### [REQUIRED TASK 1]
Please edit the records starting at the line containing "Now, which portion of the image is the drawer" and ending at the last line of the records, replacing "carved bed post" with "carved bedpost" and leaving everything else unchanged. Return only those lines.

### [EXCERPT PROVIDED]

The half-dozen Neo-Aramaic linguists I spoke with said informants often served feasts, confided family gossip and plied them with take-home boxes of fruit. But some are puzzled by the outside interest in their language, and others suspicious that their interlocutors are spies.
And bum steers abound. On our drive to one informant's house, Khan told a story about his multiyear search for a Chicago man from Iraq's Barwar region who had been described to him as a font of Assyrian folklore. "When we finally met, I said, 'I heard you know lots of stories.'"
The man's response: "I've forgotten them all."
When we arrived at homes around Chicago, Khan, in dress shirt and blazer, explained his research, then drew from his backpack a digital voice recorder, a microphone and a sprawling loose-leaf questionnaire. Each session lasted two or three hours, as Khan worked, like an archaeologist with a soil sifter, to tease out nuances, among dialects, in pronunciation, vocabulary and grammar.
How would you say, "There they are"? he asked. How about, "Here I am"? How about, "He wants to come"? And on it went: "You want to come. I want to come. Come!"
To make sure he heard words correctly, Khan repeated them slowly. He held his mouth open an extra second to verify a vowel or ran a finger over his Adam's apple to confirm a guttural.
At a public housing tower, we spent more than an hour with a 97-year-old Assyrian from Turkey and his 90-year-old wife. When we stopped for coffee afterward, I asked Khan whether he'd found the meeting productive. "Some pronunciations of one of the consonants in the word for 'hen' are not according to what I predicted," he said.
Advances in field linguistics, I saw, come in dribs and drabs, not eurekas.
The work has its exhilarating days, though, and few moved Khan more than his 2008 trip to the former Soviet republic of Georgia. He was in the capital of Tbilisi in search of Aramaic speakers from Salamas, a city in northwestern Iran. One wave of Assyrians fled Salamas after a Kurdish chieftain murdered a Church of the East patriarch there in 1918; another, after an earthquake a dozen years later.
In Tbilisi, people told Khan that all but three of the dialect's "pure" speakers had died. At the first house, the man's daughter apologized: Her father had recently suffered a stroke and was mute. At the second, an older woman lived with a quartet of energetic Rottweilers. "I took out my microphone and they just started howling and barking," Khan recalled. "It was impossible."
Finally, a local Assyrian escorted Khan one night into an imposing Soviet-era apartment block. At the top of a dark flight of stairs was a one-room apartment. A frail woman in her mid-90s answered the door.
Khan looked at her brittle physique and wondered how much she could handle. He told himself he would stay for just a few minutes. But when he got up to leave, the woman stretched a bony hand across the table and clasped his wrist.
"Biqir, Biqir," she pleaded, in a small voice. ("Ask, ask.")
"She literally grabbed onto me," he said. "It was as if this was her last breath and she wanted to tell me everything."
For two hours she hung on his wrist as his recorder filled with the sounds of a language in twilight.
By Ariel Sabar
http://www.smithsonianmag.com
The above article was from AINA-Assyrian International News Association-an excellent and helpful website. Now, it says this is in Smithsonian Magazine-that is great. This is the kind of article that those jerks at National Geographic could have and should have made years ago. I have seen literally dozens of pro-Islamic articles in National Geographic. The only article I saw on "Middle Eastern Christians" in NG was a few years ago "The Christian Exodus from the Holy Land"-the article SUCKED! It said that that the Muslims showed great tolerance toward Christians (a Damned LIE) and that Christians converted to Islam because they found it to be a better religion! I find that very offensive.

### [REQUIRED TASK 2]
In the excerpt provided, how old was the Assyrian from Turkey whom Khan visited at a public housing tower?

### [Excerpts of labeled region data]
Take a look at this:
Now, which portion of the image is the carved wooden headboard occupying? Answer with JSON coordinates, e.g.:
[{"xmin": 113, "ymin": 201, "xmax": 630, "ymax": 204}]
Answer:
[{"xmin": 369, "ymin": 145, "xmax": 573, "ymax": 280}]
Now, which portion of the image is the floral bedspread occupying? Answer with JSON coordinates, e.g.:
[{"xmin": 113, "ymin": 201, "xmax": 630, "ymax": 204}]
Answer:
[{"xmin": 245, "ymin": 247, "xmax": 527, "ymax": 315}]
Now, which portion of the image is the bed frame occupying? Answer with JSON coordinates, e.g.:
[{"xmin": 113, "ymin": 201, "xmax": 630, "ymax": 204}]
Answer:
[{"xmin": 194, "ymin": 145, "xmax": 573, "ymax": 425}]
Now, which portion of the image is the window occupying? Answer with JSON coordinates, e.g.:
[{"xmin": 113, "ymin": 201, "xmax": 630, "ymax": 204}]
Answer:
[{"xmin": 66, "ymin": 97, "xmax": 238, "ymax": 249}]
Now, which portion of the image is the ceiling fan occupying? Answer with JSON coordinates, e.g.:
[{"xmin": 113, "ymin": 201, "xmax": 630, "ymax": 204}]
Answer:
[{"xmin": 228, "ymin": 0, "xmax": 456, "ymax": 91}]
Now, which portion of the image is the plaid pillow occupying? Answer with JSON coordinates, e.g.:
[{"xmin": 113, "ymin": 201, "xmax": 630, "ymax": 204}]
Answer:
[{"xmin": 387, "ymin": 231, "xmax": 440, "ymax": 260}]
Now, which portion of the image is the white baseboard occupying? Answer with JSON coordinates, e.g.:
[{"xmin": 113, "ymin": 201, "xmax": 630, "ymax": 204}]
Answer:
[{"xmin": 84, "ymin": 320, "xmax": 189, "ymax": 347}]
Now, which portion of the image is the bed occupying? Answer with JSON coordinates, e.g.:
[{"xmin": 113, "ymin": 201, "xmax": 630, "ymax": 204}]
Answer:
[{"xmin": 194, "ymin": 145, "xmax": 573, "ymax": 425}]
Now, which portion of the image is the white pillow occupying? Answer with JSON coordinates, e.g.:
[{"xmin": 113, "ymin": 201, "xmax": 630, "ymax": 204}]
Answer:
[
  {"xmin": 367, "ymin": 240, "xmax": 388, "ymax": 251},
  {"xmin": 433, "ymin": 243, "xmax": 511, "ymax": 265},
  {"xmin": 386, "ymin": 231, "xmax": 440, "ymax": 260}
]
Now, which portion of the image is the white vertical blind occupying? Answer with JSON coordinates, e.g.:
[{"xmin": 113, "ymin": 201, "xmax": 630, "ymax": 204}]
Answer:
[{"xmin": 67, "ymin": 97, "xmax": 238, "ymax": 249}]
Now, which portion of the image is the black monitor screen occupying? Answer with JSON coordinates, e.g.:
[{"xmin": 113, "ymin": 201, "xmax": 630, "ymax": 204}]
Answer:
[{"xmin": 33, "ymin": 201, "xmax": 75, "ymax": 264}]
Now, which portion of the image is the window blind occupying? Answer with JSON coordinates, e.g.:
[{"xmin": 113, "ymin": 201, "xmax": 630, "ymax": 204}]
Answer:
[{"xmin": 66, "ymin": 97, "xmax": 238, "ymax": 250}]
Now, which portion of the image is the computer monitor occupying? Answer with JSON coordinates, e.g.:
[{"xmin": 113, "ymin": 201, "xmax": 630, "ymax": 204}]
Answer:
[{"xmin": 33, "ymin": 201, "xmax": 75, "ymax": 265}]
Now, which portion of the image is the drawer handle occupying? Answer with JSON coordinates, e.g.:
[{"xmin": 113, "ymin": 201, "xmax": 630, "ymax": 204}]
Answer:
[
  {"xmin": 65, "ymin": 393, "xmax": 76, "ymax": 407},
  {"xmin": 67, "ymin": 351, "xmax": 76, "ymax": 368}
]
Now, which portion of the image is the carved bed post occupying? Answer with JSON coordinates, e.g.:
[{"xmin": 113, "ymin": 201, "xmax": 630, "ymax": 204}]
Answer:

### [WRITTEN SOLUTION 1]
Now, which portion of the image is the drawer handle occupying? Answer with JSON coordinates, e.g.:
[{"xmin": 113, "ymin": 201, "xmax": 630, "ymax": 204}]
Answer:
[
  {"xmin": 65, "ymin": 393, "xmax": 76, "ymax": 407},
  {"xmin": 67, "ymin": 351, "xmax": 76, "ymax": 368}
]
Now, which portion of the image is the carved bedpost occupying? Answer with JSON coordinates, e.g.:
[{"xmin": 113, "ymin": 201, "xmax": 630, "ymax": 204}]
Answer:

### [WRITTEN SOLUTION 2]
He was 97 years old.